(Records drawn from a dataset)

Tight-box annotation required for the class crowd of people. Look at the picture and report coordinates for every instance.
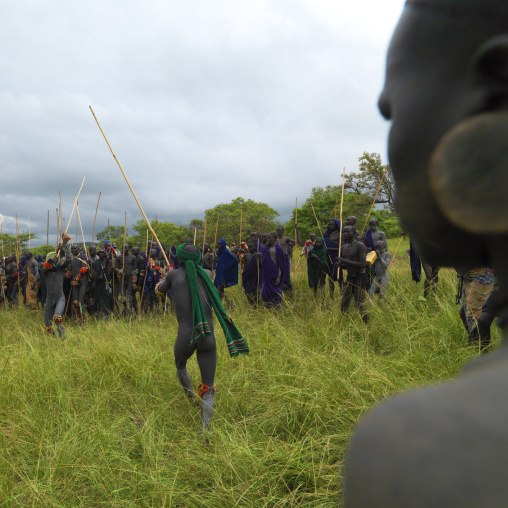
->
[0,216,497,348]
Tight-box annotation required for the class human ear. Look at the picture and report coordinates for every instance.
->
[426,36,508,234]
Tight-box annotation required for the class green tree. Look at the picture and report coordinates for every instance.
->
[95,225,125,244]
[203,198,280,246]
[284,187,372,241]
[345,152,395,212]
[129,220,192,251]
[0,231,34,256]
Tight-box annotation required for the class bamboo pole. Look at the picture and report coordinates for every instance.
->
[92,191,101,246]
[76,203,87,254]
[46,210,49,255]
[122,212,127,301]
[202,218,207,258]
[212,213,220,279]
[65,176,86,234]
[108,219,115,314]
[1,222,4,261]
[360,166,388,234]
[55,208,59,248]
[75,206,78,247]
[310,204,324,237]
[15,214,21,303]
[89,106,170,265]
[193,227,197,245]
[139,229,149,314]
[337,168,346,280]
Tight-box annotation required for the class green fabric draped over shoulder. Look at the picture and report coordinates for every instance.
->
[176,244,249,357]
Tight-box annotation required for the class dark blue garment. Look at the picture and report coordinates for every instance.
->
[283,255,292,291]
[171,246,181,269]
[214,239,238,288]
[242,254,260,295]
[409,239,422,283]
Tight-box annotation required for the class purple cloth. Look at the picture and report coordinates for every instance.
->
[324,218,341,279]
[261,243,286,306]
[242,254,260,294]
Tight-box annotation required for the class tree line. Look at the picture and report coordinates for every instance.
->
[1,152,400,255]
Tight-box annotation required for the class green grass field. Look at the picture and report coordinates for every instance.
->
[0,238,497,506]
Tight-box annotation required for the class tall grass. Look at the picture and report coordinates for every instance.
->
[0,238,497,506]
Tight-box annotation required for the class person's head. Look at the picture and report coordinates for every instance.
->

» **BRIEF**:
What the answer must hold: all the data above, given again exactly, without pictures.

» **RESULT FOR THIS TASK**:
Tight-box annotation required for the class crowd of people. Look at the picture and report coordinates for every instance.
->
[0,216,497,348]
Tight-box annotation required for the class human ear. Look at the picture and report coordinates for every instance.
->
[426,36,508,234]
Tight-box annotation required for the class green tree. Look at the picture and report coordinates for every instance.
->
[95,225,125,244]
[203,198,280,246]
[284,187,372,241]
[345,152,395,212]
[129,220,192,251]
[0,231,34,256]
Tight-box annotation required for the class bamboo pole. Look at the picture and report coordinates for every instance.
->
[92,191,101,246]
[76,203,87,254]
[46,210,49,255]
[122,212,127,301]
[202,218,207,258]
[212,213,220,279]
[65,176,86,234]
[108,219,115,314]
[1,222,4,261]
[360,166,388,234]
[55,208,59,248]
[75,206,78,247]
[310,204,324,237]
[15,214,21,303]
[89,106,170,265]
[193,227,197,245]
[139,229,149,314]
[337,168,346,280]
Tight-box annotation required for the class green fabric draped over shoulder. Look at the picture and report coordinates for every instance.
->
[176,244,249,357]
Tight-box annotation required for the class dark blue garment. Look at the picture and report coordinates for every instance.
->
[283,255,292,291]
[171,246,181,269]
[214,239,238,288]
[242,254,260,295]
[409,239,422,283]
Tight-box annotation required for the class purple cloth. Look at the picture and report coordinates for every instance.
->
[324,218,341,279]
[261,243,286,306]
[242,254,260,294]
Tight-box annotation required for the class tree line. Look at the picture and report coordinates for every instance.
->
[1,152,400,255]
Tight-box annotation required for the class green grass field. Look at the picture and report coordinates for every instance.
->
[0,238,497,506]
Tight-box annotation required for the class tall grass. Look at the picture and report coordinates for every instance.
->
[0,238,497,506]
Tight-box annotation required for the class person's head. Look at the picture and report coordinates for every instance.
->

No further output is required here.